• [EXCERPT]
■ ■ ■ ■ ■

A squirrel appears from behind a tree.
Andrew Johnston
/
Flickr Creative Commons

For me, nostalgia often accompanies the steady transformation of the landscape. Memories proliferate, and my mind travels back and forth through the concentric circles of the years, sifting images and feelings, recent and distant events, sorting and ruminating, nothing making much sense.

This morning, I went outside into fog and dew.  I saw that a big fat orb-weaver spider had made its web across the shed door overnight. I remember this time last year, I wasn’t paying attention and walked into the same kind of web in front of the same door.

Today, from morning until evening, squirrels chirred and chattered in the woodlot behind my house. I remembered back in 2004, Casey mentioned to me that when he and Rusty, Joe and Eli were having coffee at Dino’s, they talked about the unusually intense activity of the squirrels. “They were packing walnuts like they were just invented,” said Casey. “Looks like it’s going to be a cold winter.”

■ ■ ■ ■ ■

• [GIVEN RECORDS]
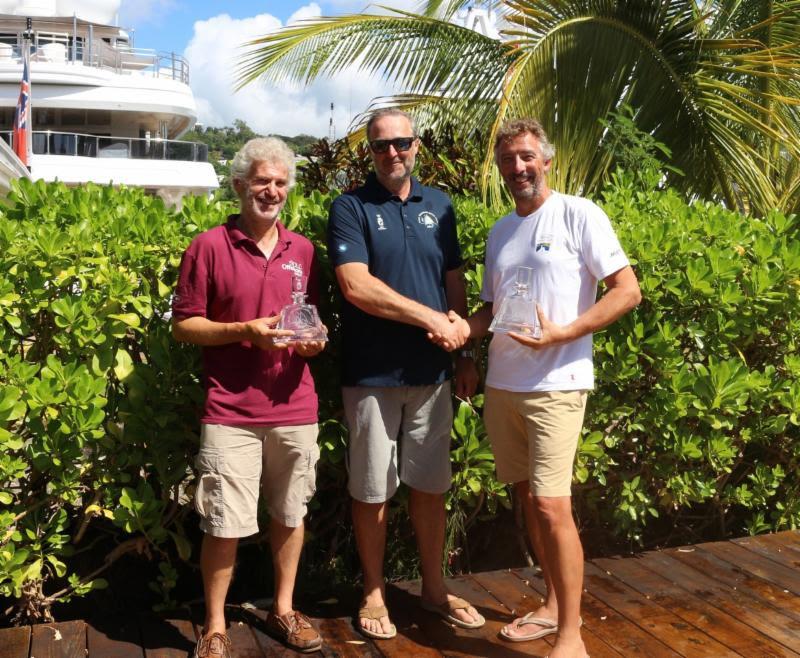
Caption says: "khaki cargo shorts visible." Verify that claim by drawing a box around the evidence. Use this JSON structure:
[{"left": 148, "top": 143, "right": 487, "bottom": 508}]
[
  {"left": 194, "top": 423, "right": 319, "bottom": 537},
  {"left": 483, "top": 386, "right": 587, "bottom": 497}
]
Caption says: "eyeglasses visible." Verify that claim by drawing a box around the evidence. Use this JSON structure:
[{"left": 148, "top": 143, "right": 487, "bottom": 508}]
[
  {"left": 369, "top": 137, "right": 417, "bottom": 153},
  {"left": 247, "top": 178, "right": 286, "bottom": 192}
]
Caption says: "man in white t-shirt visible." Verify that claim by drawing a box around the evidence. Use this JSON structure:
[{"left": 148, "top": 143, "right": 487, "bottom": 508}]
[{"left": 456, "top": 119, "right": 641, "bottom": 658}]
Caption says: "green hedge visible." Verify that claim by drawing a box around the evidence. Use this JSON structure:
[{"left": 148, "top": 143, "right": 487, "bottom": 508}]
[{"left": 0, "top": 175, "right": 800, "bottom": 620}]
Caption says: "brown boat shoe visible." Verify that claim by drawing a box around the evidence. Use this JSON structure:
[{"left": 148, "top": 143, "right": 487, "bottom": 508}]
[
  {"left": 194, "top": 633, "right": 231, "bottom": 658},
  {"left": 266, "top": 610, "right": 322, "bottom": 653}
]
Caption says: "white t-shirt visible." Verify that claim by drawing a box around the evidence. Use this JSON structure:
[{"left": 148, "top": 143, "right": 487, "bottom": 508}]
[{"left": 481, "top": 192, "right": 629, "bottom": 391}]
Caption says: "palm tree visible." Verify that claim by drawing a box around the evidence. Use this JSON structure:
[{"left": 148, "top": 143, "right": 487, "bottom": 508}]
[{"left": 239, "top": 0, "right": 800, "bottom": 212}]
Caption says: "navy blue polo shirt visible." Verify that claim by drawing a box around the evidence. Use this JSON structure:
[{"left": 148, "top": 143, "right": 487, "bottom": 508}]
[{"left": 328, "top": 173, "right": 461, "bottom": 386}]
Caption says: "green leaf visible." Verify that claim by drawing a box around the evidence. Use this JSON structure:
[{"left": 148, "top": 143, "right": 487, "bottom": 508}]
[{"left": 114, "top": 350, "right": 134, "bottom": 382}]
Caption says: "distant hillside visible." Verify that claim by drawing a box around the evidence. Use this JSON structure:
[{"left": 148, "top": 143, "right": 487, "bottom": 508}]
[
  {"left": 181, "top": 119, "right": 319, "bottom": 198},
  {"left": 181, "top": 119, "right": 318, "bottom": 167}
]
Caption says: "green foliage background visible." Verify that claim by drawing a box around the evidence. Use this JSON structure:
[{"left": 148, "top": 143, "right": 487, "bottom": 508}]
[{"left": 0, "top": 171, "right": 800, "bottom": 620}]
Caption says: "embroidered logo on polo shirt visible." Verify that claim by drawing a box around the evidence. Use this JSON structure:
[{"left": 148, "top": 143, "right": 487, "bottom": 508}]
[
  {"left": 417, "top": 210, "right": 439, "bottom": 228},
  {"left": 281, "top": 260, "right": 303, "bottom": 276},
  {"left": 534, "top": 234, "right": 553, "bottom": 253}
]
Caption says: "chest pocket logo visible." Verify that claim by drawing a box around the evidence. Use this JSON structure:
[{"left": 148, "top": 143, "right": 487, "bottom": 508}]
[
  {"left": 533, "top": 229, "right": 553, "bottom": 256},
  {"left": 281, "top": 258, "right": 304, "bottom": 277},
  {"left": 417, "top": 210, "right": 439, "bottom": 228}
]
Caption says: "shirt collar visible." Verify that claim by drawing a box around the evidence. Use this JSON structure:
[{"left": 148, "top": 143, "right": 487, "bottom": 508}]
[
  {"left": 364, "top": 171, "right": 422, "bottom": 201},
  {"left": 225, "top": 213, "right": 292, "bottom": 249}
]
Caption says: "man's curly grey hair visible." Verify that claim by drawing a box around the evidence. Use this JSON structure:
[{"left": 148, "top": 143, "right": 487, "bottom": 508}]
[
  {"left": 231, "top": 137, "right": 296, "bottom": 187},
  {"left": 494, "top": 118, "right": 556, "bottom": 160}
]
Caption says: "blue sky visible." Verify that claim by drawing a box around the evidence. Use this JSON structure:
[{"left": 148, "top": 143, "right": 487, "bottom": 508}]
[
  {"left": 119, "top": 0, "right": 419, "bottom": 137},
  {"left": 120, "top": 0, "right": 308, "bottom": 52},
  {"left": 120, "top": 0, "right": 386, "bottom": 52}
]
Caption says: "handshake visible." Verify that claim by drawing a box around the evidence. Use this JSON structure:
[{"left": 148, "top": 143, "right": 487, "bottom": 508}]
[{"left": 428, "top": 310, "right": 471, "bottom": 352}]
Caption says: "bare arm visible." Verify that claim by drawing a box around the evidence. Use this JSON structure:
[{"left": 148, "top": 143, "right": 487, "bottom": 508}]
[
  {"left": 509, "top": 265, "right": 642, "bottom": 349},
  {"left": 336, "top": 263, "right": 450, "bottom": 333},
  {"left": 172, "top": 315, "right": 292, "bottom": 349},
  {"left": 444, "top": 267, "right": 467, "bottom": 318}
]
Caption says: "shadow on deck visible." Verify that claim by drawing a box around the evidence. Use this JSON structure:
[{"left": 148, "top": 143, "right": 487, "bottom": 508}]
[{"left": 0, "top": 532, "right": 800, "bottom": 658}]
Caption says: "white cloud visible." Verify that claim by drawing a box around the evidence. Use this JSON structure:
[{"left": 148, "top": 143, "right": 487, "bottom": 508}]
[
  {"left": 325, "top": 0, "right": 422, "bottom": 15},
  {"left": 184, "top": 4, "right": 400, "bottom": 137},
  {"left": 119, "top": 0, "right": 177, "bottom": 25}
]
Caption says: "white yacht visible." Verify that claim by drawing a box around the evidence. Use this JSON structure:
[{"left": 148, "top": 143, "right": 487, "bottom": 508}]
[{"left": 0, "top": 0, "right": 219, "bottom": 202}]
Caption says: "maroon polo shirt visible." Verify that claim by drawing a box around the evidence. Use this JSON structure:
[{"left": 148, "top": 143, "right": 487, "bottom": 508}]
[{"left": 172, "top": 215, "right": 318, "bottom": 425}]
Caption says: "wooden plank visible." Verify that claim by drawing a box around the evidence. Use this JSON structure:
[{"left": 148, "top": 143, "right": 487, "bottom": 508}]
[
  {"left": 0, "top": 626, "right": 31, "bottom": 658},
  {"left": 640, "top": 551, "right": 800, "bottom": 651},
  {"left": 511, "top": 569, "right": 678, "bottom": 658},
  {"left": 310, "top": 617, "right": 382, "bottom": 658},
  {"left": 698, "top": 541, "right": 800, "bottom": 596},
  {"left": 222, "top": 606, "right": 264, "bottom": 658},
  {"left": 394, "top": 578, "right": 528, "bottom": 658},
  {"left": 759, "top": 530, "right": 800, "bottom": 551},
  {"left": 664, "top": 546, "right": 800, "bottom": 621},
  {"left": 592, "top": 558, "right": 797, "bottom": 658},
  {"left": 30, "top": 621, "right": 86, "bottom": 658},
  {"left": 86, "top": 617, "right": 144, "bottom": 658},
  {"left": 585, "top": 563, "right": 736, "bottom": 658},
  {"left": 141, "top": 614, "right": 197, "bottom": 658},
  {"left": 236, "top": 606, "right": 302, "bottom": 658},
  {"left": 752, "top": 530, "right": 800, "bottom": 557},
  {"left": 471, "top": 571, "right": 623, "bottom": 658},
  {"left": 728, "top": 537, "right": 800, "bottom": 573}
]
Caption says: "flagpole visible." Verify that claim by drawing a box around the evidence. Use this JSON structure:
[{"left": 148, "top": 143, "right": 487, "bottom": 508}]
[{"left": 23, "top": 16, "right": 33, "bottom": 171}]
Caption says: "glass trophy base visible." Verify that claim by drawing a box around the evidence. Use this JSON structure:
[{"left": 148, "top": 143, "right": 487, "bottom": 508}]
[
  {"left": 275, "top": 325, "right": 328, "bottom": 343},
  {"left": 275, "top": 304, "right": 328, "bottom": 343},
  {"left": 489, "top": 322, "right": 542, "bottom": 338}
]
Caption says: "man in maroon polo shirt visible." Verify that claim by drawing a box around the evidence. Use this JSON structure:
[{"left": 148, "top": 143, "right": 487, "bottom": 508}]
[{"left": 172, "top": 137, "right": 324, "bottom": 658}]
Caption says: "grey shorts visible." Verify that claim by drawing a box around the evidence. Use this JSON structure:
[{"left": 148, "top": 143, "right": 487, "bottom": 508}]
[
  {"left": 342, "top": 381, "right": 453, "bottom": 503},
  {"left": 194, "top": 423, "right": 319, "bottom": 537}
]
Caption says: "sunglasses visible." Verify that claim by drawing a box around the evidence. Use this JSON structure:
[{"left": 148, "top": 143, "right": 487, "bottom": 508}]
[{"left": 369, "top": 137, "right": 416, "bottom": 153}]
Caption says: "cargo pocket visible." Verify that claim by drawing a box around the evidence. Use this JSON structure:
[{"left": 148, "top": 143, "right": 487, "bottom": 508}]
[
  {"left": 303, "top": 443, "right": 319, "bottom": 505},
  {"left": 194, "top": 449, "right": 225, "bottom": 526}
]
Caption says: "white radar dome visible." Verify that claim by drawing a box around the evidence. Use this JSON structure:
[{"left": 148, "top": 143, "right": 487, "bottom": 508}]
[
  {"left": 14, "top": 0, "right": 56, "bottom": 16},
  {"left": 0, "top": 0, "right": 121, "bottom": 25},
  {"left": 56, "top": 0, "right": 120, "bottom": 25}
]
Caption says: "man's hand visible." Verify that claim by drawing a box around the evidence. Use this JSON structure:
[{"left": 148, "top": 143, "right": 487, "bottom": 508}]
[
  {"left": 428, "top": 311, "right": 469, "bottom": 352},
  {"left": 455, "top": 356, "right": 478, "bottom": 400},
  {"left": 508, "top": 304, "right": 573, "bottom": 350},
  {"left": 244, "top": 315, "right": 292, "bottom": 350}
]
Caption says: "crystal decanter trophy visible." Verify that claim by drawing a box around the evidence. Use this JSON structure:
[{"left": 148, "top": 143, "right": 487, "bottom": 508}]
[
  {"left": 276, "top": 276, "right": 328, "bottom": 343},
  {"left": 489, "top": 267, "right": 542, "bottom": 338}
]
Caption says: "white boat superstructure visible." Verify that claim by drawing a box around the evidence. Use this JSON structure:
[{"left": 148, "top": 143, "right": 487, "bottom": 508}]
[{"left": 0, "top": 0, "right": 219, "bottom": 201}]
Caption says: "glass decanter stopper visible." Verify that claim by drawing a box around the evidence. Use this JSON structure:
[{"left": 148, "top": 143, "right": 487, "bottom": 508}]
[
  {"left": 489, "top": 266, "right": 542, "bottom": 338},
  {"left": 276, "top": 276, "right": 328, "bottom": 343}
]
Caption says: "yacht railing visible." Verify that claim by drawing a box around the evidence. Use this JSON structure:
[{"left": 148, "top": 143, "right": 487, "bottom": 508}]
[
  {"left": 0, "top": 34, "right": 189, "bottom": 85},
  {"left": 0, "top": 130, "right": 208, "bottom": 162}
]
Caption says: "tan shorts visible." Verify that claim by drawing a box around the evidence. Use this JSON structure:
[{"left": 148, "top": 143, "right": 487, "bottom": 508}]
[
  {"left": 194, "top": 423, "right": 319, "bottom": 537},
  {"left": 483, "top": 386, "right": 587, "bottom": 497}
]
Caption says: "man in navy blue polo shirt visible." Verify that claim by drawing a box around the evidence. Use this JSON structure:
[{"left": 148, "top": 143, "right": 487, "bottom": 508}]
[{"left": 328, "top": 109, "right": 484, "bottom": 639}]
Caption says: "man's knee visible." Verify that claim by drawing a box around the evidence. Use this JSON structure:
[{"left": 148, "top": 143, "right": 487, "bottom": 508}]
[{"left": 531, "top": 495, "right": 574, "bottom": 532}]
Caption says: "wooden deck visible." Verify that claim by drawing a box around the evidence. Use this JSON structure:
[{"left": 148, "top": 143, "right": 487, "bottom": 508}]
[{"left": 0, "top": 532, "right": 800, "bottom": 658}]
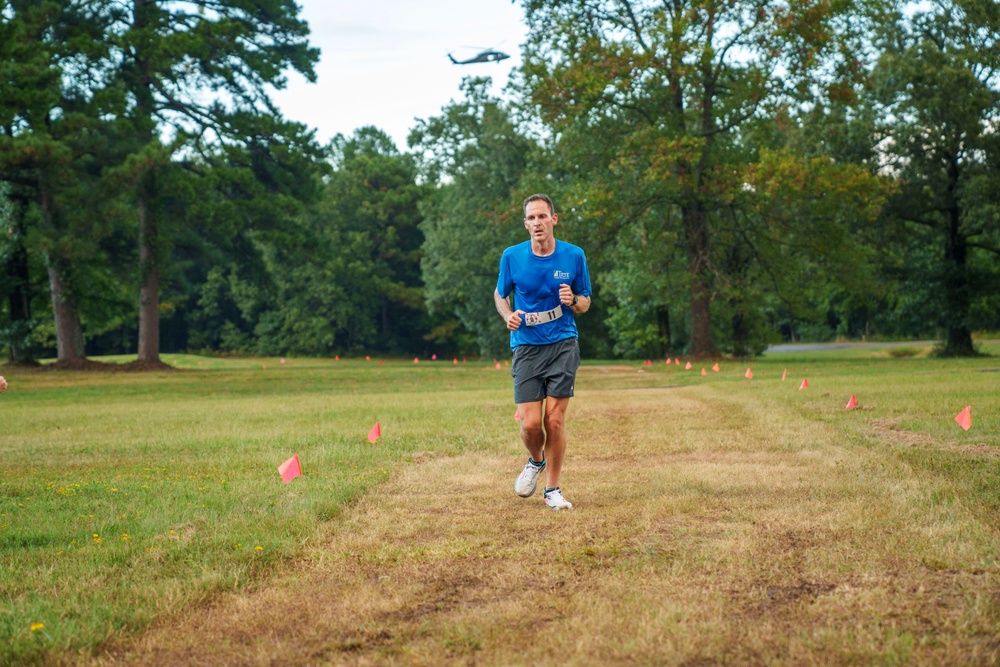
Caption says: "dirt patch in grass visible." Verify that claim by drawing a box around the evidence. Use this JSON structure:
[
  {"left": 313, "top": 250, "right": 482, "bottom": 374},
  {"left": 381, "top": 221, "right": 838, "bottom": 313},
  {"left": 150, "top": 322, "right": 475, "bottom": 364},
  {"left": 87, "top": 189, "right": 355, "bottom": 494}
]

■ ■ ■ ■ ■

• [WORK TO DO]
A – Retype the passage of the nostalgia excerpt from "For me, nostalgia" to "making much sense.".
B – According to the nostalgia excerpt, is each of these statements true? Answer yes or no for each and quote the words that decide it. (i) The orb-weaver spider built its web across the shed door overnight. (ii) The morning was clear and sunny. (iii) The squirrels in the woodlot were quiet all day.

• [ANSWERS FOR THIS EXERCISE]
A –
For me, nostalgia often accompanies the steady transformation of the landscape. Memories proliferate, and my mind travels back and forth through the concentric circles of the years, sifting images and feelings, recent and distant events, sorting and ruminating, nothing making much sense.

B –
(i) Yes: "a big fat orb-weaver spider had made its web across the shed door overnight."
(ii) No: "I went outside into fog and dew."
(iii) No: "from morning until evening, squirrels chirred and chattered in the woodlot behind my house."